▶ TASKS
#1 Reproduce the part of the delivery-prediction article that opens with the words "Knowing whether the" and closes with "order has not arrived.", changing "customer satisfaction" to "buyer satisfaction".
#2 In the delivery-prediction article, what share of orders does the first hypothesis expect to be sent on time?

++++ GIVEN PASSAGE

Estimated Time Delivery Prediction (Study Case: Ecommerce Dataset)

Katarina Nimas Kusumawati
13 min readAug 22, 2021

--

Reported from the article Aulia, et al with respondents are students of the Faculty of Economics, Islamic University of Borneo Muhammad Arsyad Al-Banjari (UNISKA) Banjarmasin with a total of 100 respondents, in which the article contains a service quality factor as one of the determinants of someone buying goods in e-commerce or no. Based on the survey results, 68% of respondents agree with the services provided by the seller. Things that can be done to improve the quality of customer satisfaction are friendly and polite communication, fast response to consumers, and on-time delivery. One of the factors that we want to review is the timeliness of delivery. Based on the survey, as many as 66% of respondents agree with the services provided on time. Good seller service in sending goods and on time according to the specified delivery estimate can increase customer satisfaction in shopping¹.

Purpose

Knowing whether the product sent to the customer has arrived on time and how the customer responds in the form of a rating.

Hypothesis

· 80% orders sent on time.

· Late delivery will affect customer satisfaction

Is the product delivered on time? If not, does late delivery affect customer satisfaction?

By using the calculation assumption whether an order arrives extremely early, early, on time (normal), late, extremely late, or has not arrived.

If an order doesn’t have a delivered date key then the order has not arrived.

++++++++
++++ SUPPLIED ENTRIES

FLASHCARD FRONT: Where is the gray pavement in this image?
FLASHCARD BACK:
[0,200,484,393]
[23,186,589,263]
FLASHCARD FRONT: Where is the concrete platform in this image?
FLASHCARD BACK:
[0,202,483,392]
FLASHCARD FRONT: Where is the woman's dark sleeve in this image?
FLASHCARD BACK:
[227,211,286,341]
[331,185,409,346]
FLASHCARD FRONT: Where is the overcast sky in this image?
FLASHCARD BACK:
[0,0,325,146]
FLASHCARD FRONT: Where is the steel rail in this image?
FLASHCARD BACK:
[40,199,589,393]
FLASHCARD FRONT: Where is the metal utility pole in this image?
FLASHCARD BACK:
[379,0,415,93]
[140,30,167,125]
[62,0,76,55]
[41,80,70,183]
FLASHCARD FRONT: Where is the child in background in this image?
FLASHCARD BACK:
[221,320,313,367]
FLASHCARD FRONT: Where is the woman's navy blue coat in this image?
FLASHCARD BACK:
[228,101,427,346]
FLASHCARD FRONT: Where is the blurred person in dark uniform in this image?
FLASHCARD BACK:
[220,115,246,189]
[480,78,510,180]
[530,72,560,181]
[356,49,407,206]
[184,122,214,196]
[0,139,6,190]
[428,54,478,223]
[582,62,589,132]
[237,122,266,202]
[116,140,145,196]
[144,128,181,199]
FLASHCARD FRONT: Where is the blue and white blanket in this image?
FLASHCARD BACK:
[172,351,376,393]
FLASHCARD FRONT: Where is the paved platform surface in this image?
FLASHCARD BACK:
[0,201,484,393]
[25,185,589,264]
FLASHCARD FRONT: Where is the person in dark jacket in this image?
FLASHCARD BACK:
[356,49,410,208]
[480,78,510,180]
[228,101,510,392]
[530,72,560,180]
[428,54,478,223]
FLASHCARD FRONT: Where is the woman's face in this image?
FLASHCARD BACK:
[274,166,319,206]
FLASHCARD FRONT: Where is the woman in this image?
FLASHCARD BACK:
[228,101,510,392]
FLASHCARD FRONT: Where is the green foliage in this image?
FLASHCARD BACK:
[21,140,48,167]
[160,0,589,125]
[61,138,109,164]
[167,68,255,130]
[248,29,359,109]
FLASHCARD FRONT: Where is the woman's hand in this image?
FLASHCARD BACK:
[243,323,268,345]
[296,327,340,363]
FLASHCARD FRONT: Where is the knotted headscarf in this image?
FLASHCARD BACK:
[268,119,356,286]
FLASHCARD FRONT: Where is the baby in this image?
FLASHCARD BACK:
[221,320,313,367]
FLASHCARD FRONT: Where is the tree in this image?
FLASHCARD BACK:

++++++++

▶ TASK RESULTS
#1
Knowing whether the product sent to the customer has arrived on time and how the customer responds in the form of a rating.

Hypothesis

· 80% orders sent on time.

· Late delivery will affect buyer satisfaction

Is the product delivered on time? If not, does late delivery affect buyer satisfaction?

By using the calculation assumption whether an order arrives extremely early, early, on time (normal), late, extremely late, or has not arrived.

If an order doesn’t have a delivered date key then the order has not arrived.

#2 80% of orders.